++++ Data to process ++++

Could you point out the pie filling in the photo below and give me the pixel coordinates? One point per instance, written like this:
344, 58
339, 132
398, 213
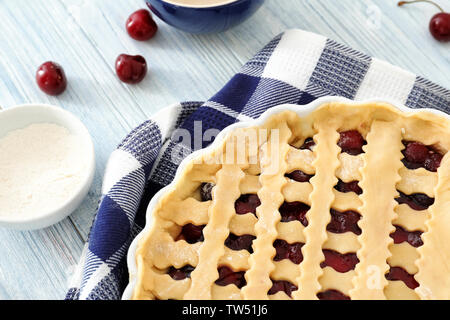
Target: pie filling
277, 237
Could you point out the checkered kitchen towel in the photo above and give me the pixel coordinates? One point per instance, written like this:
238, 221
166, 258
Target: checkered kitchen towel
296, 67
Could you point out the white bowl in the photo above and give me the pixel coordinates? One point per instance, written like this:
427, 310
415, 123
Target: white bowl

++++

→ **Task instructions**: The expected result is every line above containing the string "point".

→ **Task result**:
Could you point out the pie filling in the photo below and give me the pixel coordinates? One point per instance, written like this:
Could you point out the checkered kitchen towel in the photo above and give me the pixel coordinates? One point per instance, written like this:
Could you point out the white bowl in the photo above and give me the pixel coordinates? One point per instance, written like this:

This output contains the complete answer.